Gather every line from the listing below that contains the word "canopy". Case counts, so skip any line where the word is capitalized differently.

Dataset rows showing where objects appear:
>> Start

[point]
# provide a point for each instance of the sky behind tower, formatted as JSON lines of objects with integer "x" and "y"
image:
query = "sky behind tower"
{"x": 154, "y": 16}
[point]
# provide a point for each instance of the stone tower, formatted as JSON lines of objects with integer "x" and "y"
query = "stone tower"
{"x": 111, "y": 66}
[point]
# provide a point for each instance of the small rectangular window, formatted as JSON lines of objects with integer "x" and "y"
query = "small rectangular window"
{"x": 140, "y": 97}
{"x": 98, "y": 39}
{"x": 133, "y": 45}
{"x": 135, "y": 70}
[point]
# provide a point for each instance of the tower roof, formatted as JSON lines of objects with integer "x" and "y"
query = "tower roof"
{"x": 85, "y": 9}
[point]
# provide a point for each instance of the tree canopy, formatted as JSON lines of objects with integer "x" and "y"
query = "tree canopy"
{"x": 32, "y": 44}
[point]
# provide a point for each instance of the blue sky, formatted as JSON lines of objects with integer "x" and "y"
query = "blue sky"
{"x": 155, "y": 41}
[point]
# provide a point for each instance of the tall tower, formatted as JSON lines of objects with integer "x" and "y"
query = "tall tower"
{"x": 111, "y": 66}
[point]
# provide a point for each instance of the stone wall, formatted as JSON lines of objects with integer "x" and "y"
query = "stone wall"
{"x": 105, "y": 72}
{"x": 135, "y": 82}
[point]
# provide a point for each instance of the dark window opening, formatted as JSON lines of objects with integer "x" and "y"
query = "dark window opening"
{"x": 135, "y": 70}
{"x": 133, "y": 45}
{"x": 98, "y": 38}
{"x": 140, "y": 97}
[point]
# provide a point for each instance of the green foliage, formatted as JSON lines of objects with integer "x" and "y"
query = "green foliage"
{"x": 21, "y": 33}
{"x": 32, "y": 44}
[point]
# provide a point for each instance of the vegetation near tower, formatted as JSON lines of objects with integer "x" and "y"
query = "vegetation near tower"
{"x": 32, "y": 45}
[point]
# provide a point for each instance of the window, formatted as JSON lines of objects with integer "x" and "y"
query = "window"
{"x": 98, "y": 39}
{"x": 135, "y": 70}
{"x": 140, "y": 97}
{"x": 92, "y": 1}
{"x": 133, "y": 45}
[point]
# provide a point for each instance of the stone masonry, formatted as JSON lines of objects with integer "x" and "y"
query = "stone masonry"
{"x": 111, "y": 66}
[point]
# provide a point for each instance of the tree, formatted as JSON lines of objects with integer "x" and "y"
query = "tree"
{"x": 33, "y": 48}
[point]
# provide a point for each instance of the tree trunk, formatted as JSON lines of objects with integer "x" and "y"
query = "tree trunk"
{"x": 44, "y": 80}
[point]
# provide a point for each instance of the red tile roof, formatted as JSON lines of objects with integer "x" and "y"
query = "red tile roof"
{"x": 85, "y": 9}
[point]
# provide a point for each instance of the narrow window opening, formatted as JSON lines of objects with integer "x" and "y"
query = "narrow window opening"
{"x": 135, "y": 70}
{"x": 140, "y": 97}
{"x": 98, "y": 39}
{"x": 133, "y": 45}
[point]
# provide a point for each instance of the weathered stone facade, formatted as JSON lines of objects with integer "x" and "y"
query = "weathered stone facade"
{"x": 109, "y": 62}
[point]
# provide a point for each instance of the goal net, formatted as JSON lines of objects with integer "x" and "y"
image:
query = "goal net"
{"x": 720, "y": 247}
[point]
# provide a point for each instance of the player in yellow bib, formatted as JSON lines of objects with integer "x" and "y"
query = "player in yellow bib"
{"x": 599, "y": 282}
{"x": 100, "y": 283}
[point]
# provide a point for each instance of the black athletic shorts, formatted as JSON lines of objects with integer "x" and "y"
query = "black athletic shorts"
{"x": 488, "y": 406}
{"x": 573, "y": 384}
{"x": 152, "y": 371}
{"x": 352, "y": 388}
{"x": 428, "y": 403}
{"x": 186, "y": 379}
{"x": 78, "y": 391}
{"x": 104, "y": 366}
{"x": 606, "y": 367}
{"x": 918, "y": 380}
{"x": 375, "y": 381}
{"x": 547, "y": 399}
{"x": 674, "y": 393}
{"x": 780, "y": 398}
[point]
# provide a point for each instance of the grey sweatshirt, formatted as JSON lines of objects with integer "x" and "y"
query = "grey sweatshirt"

>> End

REPLY TO THE TASK:
# provide a point for each instance of the tree canopy, formatted as JSON lines of objects with integer "x" and "y"
query = "tree canopy"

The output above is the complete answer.